= THE TASK =
Rewrite all of the data below with every "instance" swapped for "occurrence" and nothing else altered, and leave the pictures out.
------------
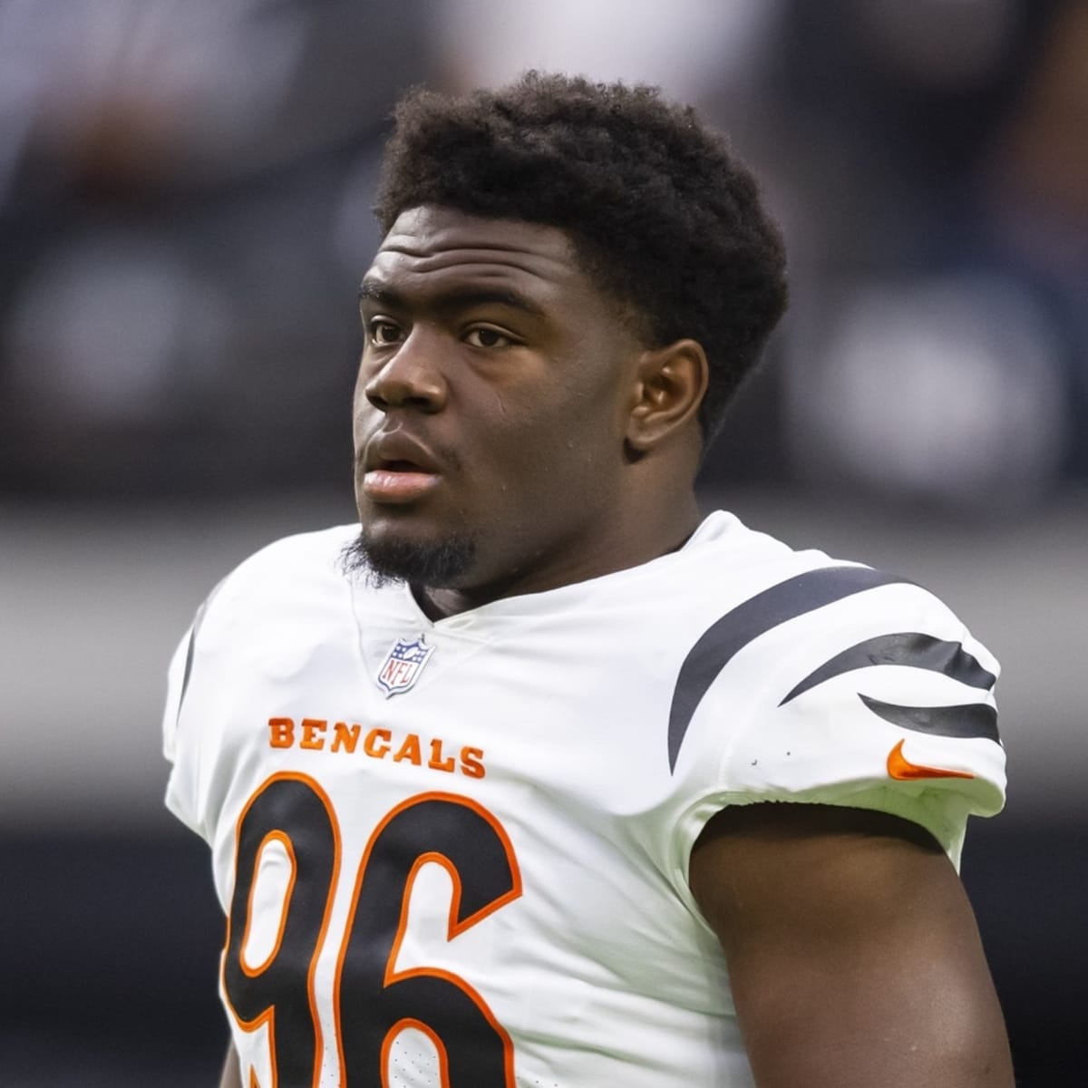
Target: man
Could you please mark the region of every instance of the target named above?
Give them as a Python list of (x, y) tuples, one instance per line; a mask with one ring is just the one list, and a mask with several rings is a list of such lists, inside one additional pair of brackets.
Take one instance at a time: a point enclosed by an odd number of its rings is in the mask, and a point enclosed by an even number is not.
[(224, 1085), (1011, 1085), (955, 870), (996, 662), (696, 509), (784, 307), (750, 175), (529, 75), (409, 95), (376, 211), (360, 524), (243, 564), (172, 667)]

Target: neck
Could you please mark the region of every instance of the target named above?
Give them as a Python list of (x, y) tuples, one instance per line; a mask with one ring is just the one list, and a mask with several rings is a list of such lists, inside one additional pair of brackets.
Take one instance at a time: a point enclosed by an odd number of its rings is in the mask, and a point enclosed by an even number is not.
[(592, 541), (578, 541), (564, 553), (564, 561), (547, 568), (524, 564), (497, 580), (466, 586), (411, 586), (420, 608), (429, 619), (443, 619), (479, 608), (504, 597), (573, 585), (628, 570), (676, 552), (688, 542), (700, 522), (694, 493), (647, 519), (640, 512), (634, 521), (618, 519), (613, 532)]

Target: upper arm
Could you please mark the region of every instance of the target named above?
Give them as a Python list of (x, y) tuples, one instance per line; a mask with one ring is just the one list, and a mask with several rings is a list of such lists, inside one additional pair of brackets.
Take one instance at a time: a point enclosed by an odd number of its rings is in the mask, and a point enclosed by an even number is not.
[(226, 1050), (226, 1061), (223, 1062), (223, 1075), (219, 1088), (242, 1088), (242, 1071), (238, 1064), (238, 1052), (232, 1042)]
[(1013, 1084), (974, 914), (922, 828), (846, 807), (730, 807), (696, 842), (690, 880), (759, 1088)]

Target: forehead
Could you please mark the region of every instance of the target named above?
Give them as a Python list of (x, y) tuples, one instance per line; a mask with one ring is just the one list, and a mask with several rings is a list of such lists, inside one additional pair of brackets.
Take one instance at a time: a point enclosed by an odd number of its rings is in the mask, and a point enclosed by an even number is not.
[(572, 290), (595, 294), (570, 238), (558, 227), (448, 208), (401, 212), (363, 283), (424, 293), (465, 284), (505, 285), (544, 299)]

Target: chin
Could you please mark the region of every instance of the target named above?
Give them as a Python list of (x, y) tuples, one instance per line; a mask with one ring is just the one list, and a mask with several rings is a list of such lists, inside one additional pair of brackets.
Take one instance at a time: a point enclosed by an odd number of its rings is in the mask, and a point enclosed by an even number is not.
[(453, 589), (471, 571), (475, 542), (468, 535), (435, 540), (374, 533), (363, 527), (344, 548), (344, 570), (373, 585), (408, 582), (430, 589)]

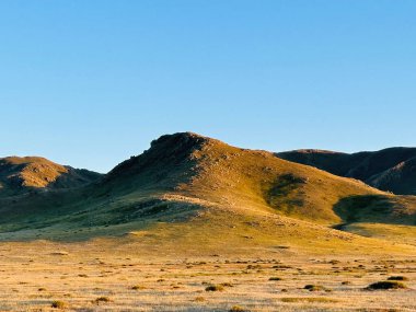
------------
= EXPECTED ANSWER =
Target: man
Could you please mark the region of every occurrence of the target named above?
Give them as a Python list of (x, y) tuples, one occurrence per line; a mask with one ring is just the one list, and a mask with several rings is a list of such lists, inside one additional pair of brackets.
Take one occurrence at a time: a point enclosed by an odd number of its rings is in the mask, and a point enclosed by an even number is not.
[(224, 1085), (1011, 1085), (955, 870), (996, 662), (696, 509), (784, 307), (750, 175), (529, 75), (409, 95), (376, 211), (360, 524), (243, 564), (172, 667)]

Target: neck
Could you please mark the region of every occurrence of the target named above?
Give them as a Python list of (x, y) tuples, one occurrence per line; a mask with one ring is just the one list, and a mask with several rings is a list of such lists, inside one additional pair of brackets.
Take one occurrence at a time: a point enclosed by an odd number of its rings is in the mask, and a point enclosed by an even number is not.
[(592, 541), (578, 541), (564, 553), (564, 561), (547, 568), (524, 564), (497, 580), (466, 586), (411, 586), (420, 608), (429, 619), (443, 619), (479, 608), (504, 597), (573, 585), (628, 570), (676, 552), (688, 542), (700, 522), (694, 493), (647, 519), (640, 512), (634, 521), (618, 519), (613, 532)]

Target: upper arm
Could you please mark the region of every occurrence of the target named above?
Give them as a Python list of (x, y) tuples, one occurrence per line; a mask with one ring is just the one list, and a mask with several rings is a list of such lists, inside one additional pair of brackets.
Take one occurrence at a time: a point enclosed by an odd number of its rings is in the mask, and a point enclosed by an even number is not.
[(226, 1050), (226, 1061), (223, 1062), (223, 1075), (219, 1088), (242, 1088), (242, 1071), (238, 1064), (238, 1052), (232, 1042)]
[(1013, 1084), (974, 914), (922, 828), (846, 807), (730, 807), (696, 842), (690, 880), (759, 1088)]

Target: forehead
Could you please mark the region of every occurrence of the target named above?
Give them as a Python list of (x, y) tuples, one occurrence per line; a mask with one ring is just the one list, and a mask with several rings is a list of such lists, inside one additional pair of brackets.
Take one occurrence at a time: a point enclosed by an odd number of its rings is in the mask, and a point enclosed by an even number is not.
[(572, 290), (595, 294), (570, 238), (558, 227), (448, 208), (401, 212), (363, 283), (424, 293), (465, 284), (505, 285), (544, 299)]

Target: chin
Could you please mark the region of every occurrence of the target named above?
Give them as a Python list of (x, y) tuples, one occurrence per line; a mask with one ring is just the one list, and a mask with several rings is a list of such lists, inside one additional pair of brackets.
Take one occurrence at a time: a point enclosed by an odd number of its rings is in the mask, and a point enclosed by an even number is not.
[(453, 589), (471, 571), (475, 542), (468, 535), (435, 540), (374, 533), (363, 527), (344, 548), (344, 570), (373, 585), (408, 582), (430, 589)]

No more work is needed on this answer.